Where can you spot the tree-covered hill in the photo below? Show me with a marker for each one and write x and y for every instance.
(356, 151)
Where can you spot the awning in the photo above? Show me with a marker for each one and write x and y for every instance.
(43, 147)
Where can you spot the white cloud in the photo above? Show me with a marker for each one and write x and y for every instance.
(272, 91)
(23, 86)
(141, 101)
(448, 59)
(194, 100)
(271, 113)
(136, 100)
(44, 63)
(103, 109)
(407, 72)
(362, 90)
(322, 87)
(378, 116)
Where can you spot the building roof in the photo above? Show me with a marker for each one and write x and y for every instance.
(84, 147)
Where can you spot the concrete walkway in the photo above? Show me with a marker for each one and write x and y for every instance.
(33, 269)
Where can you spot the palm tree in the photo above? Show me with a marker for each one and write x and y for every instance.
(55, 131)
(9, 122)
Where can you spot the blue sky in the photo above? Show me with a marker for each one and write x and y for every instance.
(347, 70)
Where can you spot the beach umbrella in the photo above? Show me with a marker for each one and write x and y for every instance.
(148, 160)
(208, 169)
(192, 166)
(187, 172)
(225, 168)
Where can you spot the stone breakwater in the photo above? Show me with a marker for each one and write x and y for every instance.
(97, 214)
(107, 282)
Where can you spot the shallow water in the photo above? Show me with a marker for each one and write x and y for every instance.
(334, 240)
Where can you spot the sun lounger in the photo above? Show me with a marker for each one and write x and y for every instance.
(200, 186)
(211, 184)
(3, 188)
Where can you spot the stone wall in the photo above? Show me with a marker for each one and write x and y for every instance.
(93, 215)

· · · ·

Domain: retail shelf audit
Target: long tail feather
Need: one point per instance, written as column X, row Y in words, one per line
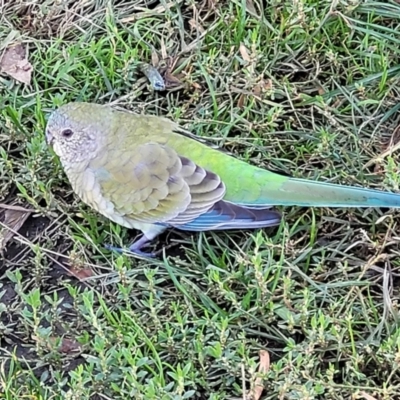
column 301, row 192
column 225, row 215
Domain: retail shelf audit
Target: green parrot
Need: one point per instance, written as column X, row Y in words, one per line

· · · ·

Task to carry out:
Find every line in the listing above that contains the word "stone", treating uppercase and lowercase as different, and copy each of those lines.

Answer for this exercise:
Where can you spot the stone breakwater in the photo above? Show me with a marker for each one and write x and y for every instance.
Where can you spot the stone wall in the photo above? Show me with a marker for each one and write x and y for every instance.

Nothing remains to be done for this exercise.